** WORK INSTRUCTIONS **
Please continue the essay on the social gaze, shown below ahead of the entries, starting right after its final sentence.

** SELECTED PASSAGE **

━━━━━━━━━━━━━━━━━━━━━━━━━━━━━━

The Social Gaze: On Watching and Being Watched

“Today everything exists to end in a photograph.”

 – Susan Sontag, On Photography

Sontag’s remarks were deemed controversial in the late 70s. In the digital age of image saturation, however, she’s the disseminator of the gospel truth. Everything today from our casual interests, beliefs, interactions across mediums, and even our personality – exists to end up in a 1080 x 1080 pixel and 4:5 aspect ratio photograph, nestled in a thoughtfully curated grid – for the feasting eyes of the other.

The malleability provided by social media platforms to alter our identities has been a matter of discourse since its inception. Our online personas have never existed in a vacuum. As social creatures, we’re in constant anticipation of the outsider’s gaze, in both awe and fear. The inherent need to be seen is always accompanied by the fearful clasp of judgment tight around its neck. The human herd instinct to seek approval makes most of our behaviour in social settings performative. From the clothes we wear and the movies we watch to the opinions we hold more often than not arise from the need to achieve a sense of belonging – the one slated third in Maslow’s hierarchy of human needs[1].

While the performances persist, it’s only human to slip up at times.
Entrée the power of social media.
Social media platforms like Instagram, Snapchat and X (formerly Twitter) allow us to not only create a production out of our existence but up the ante as well – we get to control who views our performance, along with the parts they get to see.

━━━━━━━━━━━━━━━━━━━━━━━━━━━━━━

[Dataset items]
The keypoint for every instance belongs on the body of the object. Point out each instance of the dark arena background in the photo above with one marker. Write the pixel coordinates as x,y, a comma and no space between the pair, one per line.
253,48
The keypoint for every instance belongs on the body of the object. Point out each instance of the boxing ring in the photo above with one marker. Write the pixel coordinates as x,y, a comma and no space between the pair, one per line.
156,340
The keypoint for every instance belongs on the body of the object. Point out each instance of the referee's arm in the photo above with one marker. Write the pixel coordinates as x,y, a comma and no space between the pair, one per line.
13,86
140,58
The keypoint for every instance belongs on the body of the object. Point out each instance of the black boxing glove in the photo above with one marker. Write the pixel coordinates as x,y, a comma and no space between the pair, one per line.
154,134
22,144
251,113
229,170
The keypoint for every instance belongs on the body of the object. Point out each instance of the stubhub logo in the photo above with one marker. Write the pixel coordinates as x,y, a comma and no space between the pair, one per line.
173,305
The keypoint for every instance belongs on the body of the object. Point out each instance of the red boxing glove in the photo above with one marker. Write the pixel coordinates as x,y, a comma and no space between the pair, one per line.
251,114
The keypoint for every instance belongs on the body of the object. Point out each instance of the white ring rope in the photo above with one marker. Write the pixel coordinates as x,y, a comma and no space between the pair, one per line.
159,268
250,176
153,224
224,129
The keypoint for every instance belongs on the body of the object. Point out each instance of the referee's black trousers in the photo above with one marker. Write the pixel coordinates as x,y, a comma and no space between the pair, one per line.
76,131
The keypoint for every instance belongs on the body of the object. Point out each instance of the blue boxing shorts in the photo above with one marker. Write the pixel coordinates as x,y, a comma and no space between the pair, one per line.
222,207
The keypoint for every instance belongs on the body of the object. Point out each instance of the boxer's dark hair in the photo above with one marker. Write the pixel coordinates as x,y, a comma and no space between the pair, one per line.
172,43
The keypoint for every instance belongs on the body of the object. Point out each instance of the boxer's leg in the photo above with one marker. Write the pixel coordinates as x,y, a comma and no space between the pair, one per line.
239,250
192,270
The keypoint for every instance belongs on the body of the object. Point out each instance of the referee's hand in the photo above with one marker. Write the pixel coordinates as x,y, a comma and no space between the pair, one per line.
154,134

━━━━━━━━━━━━━━━━━━━━━━━━━━━━━━

** EXPECTED OUTPUT **
Here’s a thought experiment. Imagine you’re (doom)scrolling through Instagram when you come across a post by a conventionally attractive, white woman. She’s seated in an outdoor cafe. The sunbeams bounce perfectly off of her black sunglasses. Her profile faces the camera as she peers into her phone’s screen, carefully reapplying her lipstick.

Seems cool enough right? What if you zoom in just a bit?

Those sunglasses are the coveted Tom Fords in Whitney, and her lipstick is the classic Rouge Dior. What else, the bottom half of the picture seems to cut off a pack of Marlboro Lights and what appears to be an incredibly expensive lighter!

There’s at least a fifty per cent chance that you’ll believe you’ve stumbled across the feed of an heiress out to lunch in Italy. Such is the power of branding. The mere association with brands established as luxurious converts a simple photograph into an identity definer, as Professor Nita Mathur notes, “commercial brands and luxury commodities have come to serve as signifiers of identity in society”[2], allowing individuals to construct, deconstruct or reconstruct their social identities.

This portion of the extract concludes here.